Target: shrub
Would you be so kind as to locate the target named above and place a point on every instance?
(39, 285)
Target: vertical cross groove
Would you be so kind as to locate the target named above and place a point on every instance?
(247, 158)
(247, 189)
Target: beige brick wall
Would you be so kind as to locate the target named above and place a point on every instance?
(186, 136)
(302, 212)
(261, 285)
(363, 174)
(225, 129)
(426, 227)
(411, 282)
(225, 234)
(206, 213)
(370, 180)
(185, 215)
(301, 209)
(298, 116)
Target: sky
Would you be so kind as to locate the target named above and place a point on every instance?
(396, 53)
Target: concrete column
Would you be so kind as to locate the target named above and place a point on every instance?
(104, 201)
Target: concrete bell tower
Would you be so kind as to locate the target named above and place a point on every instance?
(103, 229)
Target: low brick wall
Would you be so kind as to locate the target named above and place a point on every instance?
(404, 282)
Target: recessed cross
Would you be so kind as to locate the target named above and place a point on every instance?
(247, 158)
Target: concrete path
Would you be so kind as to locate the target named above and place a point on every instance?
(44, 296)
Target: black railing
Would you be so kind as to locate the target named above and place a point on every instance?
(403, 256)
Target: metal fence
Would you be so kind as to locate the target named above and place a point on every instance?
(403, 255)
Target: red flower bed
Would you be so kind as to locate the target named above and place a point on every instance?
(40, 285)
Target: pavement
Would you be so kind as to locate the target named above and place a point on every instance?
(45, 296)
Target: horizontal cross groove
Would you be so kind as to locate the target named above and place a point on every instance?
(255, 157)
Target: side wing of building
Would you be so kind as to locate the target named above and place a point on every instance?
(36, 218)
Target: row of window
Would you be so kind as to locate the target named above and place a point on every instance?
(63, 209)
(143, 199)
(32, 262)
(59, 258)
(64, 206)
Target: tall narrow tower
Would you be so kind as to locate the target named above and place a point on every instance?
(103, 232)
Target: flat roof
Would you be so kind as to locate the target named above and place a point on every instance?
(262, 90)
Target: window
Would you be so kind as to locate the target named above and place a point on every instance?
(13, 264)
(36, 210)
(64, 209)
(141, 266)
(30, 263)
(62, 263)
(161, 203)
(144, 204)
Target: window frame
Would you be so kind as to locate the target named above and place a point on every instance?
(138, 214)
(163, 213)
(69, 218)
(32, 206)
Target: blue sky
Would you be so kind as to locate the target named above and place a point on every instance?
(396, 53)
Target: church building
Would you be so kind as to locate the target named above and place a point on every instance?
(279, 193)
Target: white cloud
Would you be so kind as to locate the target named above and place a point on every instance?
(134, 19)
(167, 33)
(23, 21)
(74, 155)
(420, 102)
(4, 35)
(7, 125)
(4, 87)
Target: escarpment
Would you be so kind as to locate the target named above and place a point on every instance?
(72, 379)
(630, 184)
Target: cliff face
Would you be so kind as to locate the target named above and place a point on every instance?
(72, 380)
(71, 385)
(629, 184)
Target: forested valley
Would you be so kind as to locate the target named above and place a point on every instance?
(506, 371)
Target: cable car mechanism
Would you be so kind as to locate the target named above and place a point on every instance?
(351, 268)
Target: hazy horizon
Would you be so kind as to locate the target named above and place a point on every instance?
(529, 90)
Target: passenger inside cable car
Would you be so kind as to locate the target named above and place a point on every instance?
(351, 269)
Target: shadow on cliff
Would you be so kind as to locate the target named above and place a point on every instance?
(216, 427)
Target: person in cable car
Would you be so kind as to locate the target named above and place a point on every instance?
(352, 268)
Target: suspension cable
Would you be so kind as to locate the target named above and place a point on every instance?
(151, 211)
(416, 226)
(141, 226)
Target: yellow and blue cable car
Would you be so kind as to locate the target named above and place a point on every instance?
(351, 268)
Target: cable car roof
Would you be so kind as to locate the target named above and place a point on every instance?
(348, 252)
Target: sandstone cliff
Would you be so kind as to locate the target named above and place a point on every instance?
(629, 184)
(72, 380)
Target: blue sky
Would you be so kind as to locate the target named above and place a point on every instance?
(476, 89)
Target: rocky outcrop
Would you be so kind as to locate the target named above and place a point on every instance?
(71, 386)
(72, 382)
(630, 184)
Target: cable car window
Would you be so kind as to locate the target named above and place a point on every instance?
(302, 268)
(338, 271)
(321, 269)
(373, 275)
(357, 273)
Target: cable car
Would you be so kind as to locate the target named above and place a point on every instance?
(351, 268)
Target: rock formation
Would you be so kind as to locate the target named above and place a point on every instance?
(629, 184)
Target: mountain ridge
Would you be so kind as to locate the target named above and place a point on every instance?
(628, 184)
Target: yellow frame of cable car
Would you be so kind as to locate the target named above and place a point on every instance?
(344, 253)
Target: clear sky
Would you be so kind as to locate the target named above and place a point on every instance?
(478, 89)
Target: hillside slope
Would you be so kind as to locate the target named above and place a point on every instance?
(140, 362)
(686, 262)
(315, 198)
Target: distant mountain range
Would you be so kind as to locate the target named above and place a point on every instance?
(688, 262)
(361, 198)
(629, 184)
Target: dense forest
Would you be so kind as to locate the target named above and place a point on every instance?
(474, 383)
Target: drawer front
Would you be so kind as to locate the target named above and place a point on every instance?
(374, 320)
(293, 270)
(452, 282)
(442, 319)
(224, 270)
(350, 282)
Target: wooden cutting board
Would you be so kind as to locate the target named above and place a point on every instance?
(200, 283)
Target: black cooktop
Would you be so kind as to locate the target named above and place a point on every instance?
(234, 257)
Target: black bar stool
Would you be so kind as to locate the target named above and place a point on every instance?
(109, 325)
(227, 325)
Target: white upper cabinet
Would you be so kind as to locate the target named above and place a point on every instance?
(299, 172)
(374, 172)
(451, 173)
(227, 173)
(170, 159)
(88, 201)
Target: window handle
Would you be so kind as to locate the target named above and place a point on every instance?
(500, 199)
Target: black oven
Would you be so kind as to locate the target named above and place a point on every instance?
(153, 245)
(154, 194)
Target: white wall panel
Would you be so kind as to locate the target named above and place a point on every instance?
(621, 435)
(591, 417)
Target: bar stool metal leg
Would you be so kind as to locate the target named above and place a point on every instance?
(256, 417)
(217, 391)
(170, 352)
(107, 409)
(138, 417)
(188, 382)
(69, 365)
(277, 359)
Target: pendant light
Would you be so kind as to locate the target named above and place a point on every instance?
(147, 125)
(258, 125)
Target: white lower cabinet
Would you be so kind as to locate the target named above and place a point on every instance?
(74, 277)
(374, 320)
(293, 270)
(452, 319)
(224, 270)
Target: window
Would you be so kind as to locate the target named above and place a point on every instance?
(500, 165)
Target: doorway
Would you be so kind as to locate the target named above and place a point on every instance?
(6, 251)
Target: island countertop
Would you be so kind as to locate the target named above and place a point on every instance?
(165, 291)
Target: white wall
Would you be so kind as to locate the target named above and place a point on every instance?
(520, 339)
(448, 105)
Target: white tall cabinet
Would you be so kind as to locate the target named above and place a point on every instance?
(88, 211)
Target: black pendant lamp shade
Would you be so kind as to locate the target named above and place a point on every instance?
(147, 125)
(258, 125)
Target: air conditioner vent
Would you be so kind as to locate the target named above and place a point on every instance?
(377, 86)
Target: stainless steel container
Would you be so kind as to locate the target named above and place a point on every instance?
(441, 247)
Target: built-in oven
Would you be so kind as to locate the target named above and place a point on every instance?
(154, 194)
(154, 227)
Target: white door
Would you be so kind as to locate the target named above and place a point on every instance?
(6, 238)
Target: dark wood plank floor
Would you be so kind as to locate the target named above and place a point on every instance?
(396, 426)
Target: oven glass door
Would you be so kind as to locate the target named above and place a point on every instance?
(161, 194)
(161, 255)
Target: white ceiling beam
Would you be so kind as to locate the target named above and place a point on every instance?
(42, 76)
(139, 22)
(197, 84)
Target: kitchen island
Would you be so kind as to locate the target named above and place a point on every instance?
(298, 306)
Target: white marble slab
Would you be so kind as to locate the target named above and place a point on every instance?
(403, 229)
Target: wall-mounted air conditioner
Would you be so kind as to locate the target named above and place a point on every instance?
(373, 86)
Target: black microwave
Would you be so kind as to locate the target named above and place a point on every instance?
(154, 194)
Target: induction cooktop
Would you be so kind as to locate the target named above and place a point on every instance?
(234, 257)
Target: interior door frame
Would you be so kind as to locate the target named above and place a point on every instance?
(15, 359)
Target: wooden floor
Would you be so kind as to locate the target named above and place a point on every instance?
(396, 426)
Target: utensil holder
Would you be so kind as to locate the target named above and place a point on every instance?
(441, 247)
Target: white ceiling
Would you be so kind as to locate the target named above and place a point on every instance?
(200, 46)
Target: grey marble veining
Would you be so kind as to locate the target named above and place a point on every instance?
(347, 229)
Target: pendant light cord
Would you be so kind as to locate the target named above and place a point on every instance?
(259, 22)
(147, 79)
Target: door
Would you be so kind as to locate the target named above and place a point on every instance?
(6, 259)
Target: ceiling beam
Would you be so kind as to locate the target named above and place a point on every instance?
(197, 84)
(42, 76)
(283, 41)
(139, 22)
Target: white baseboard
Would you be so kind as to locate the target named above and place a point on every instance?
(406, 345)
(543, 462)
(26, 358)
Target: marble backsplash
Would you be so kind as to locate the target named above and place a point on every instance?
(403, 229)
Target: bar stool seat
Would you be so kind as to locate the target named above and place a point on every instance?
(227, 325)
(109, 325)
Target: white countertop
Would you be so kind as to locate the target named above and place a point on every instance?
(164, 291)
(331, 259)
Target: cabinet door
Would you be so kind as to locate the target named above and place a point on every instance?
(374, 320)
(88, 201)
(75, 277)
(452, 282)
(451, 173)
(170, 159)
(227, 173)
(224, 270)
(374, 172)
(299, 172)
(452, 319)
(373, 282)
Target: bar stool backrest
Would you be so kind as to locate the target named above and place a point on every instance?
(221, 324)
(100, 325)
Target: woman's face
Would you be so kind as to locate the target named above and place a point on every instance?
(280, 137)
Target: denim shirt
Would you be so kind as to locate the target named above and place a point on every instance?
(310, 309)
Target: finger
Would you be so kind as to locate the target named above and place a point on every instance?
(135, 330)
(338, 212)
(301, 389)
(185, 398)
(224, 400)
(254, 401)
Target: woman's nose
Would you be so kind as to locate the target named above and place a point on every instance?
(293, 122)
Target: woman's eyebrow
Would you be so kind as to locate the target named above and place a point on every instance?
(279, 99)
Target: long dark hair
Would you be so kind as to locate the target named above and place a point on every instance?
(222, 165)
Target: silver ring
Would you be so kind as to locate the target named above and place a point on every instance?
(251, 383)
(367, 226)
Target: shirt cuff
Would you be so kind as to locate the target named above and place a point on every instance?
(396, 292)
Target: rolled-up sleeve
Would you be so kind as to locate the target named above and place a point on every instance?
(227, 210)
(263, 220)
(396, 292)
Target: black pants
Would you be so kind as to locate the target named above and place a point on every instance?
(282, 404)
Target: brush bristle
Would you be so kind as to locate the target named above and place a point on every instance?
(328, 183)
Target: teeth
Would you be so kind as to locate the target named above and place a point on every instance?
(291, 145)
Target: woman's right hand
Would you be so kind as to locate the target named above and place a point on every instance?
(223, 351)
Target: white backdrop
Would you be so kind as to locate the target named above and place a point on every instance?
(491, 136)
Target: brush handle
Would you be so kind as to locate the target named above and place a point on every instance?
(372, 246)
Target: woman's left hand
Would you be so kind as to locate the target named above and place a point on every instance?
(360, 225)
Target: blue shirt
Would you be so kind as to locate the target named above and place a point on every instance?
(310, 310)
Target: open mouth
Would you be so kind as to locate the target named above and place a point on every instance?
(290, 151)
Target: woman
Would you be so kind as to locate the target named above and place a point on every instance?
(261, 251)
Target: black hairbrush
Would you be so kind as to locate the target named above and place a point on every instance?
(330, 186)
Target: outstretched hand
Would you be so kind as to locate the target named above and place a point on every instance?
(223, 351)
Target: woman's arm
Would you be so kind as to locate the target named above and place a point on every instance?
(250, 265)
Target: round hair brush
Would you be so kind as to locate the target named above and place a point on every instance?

___

Exercise ▸ For this exercise, output exactly the lines above from the line with "Target: concrete path" to the line with "Target: escarpment", counting both, and leave out the rest.

Answer to this problem ▸
Target: concrete path
Would you be so kind as to locate the target named above and place a point on every instance?
(44, 296)
Target: black railing
Would you be so kind as to locate the target named above and place a point on every instance?
(403, 256)
Target: metal fence
Would you be so kind as to locate the target named above and place a point on every instance?
(403, 255)
Target: red flower bed
Would you be so kind as to locate the target named above and place a point on every instance?
(40, 285)
Target: pavement
Would you be so kind as to locate the target named above and place a point on every instance?
(45, 296)
Target: horizontal cross groove
Would you be so kind as to locate the target named above and place a point on every instance?
(255, 157)
Target: side wing of building
Would you be so kind as to locate the target named above and place a point on every instance?
(36, 218)
Target: row of window
Would you be so kind as to locate the target named above and place a point on every instance?
(63, 209)
(143, 199)
(32, 262)
(59, 258)
(64, 206)
Target: tall narrow tower
Would you be so kind as to locate the target named above and place a point on every instance?
(103, 232)
Target: flat roof
Would you be so kind as to locate the target named above and place a point on every instance?
(262, 90)
Target: window
Would you be so kind as to locate the target named above and place a point on every instance?
(13, 264)
(36, 210)
(64, 209)
(141, 266)
(30, 263)
(62, 263)
(161, 203)
(144, 204)
Target: window frame
Would you be so kind as to locate the target named above and place a point on every instance?
(138, 214)
(163, 213)
(69, 218)
(32, 206)
Target: blue sky
Would you be so kind as to locate the target named above and place a point on every instance?
(396, 53)
Target: church building
Would you be so kind as to locate the target named above and place a point on every instance?
(279, 193)
Target: white cloud
Would you be so kind as to locate the target named above and place a point on every instance?
(134, 19)
(167, 33)
(23, 21)
(74, 155)
(420, 102)
(4, 35)
(7, 125)
(4, 87)
Target: escarpment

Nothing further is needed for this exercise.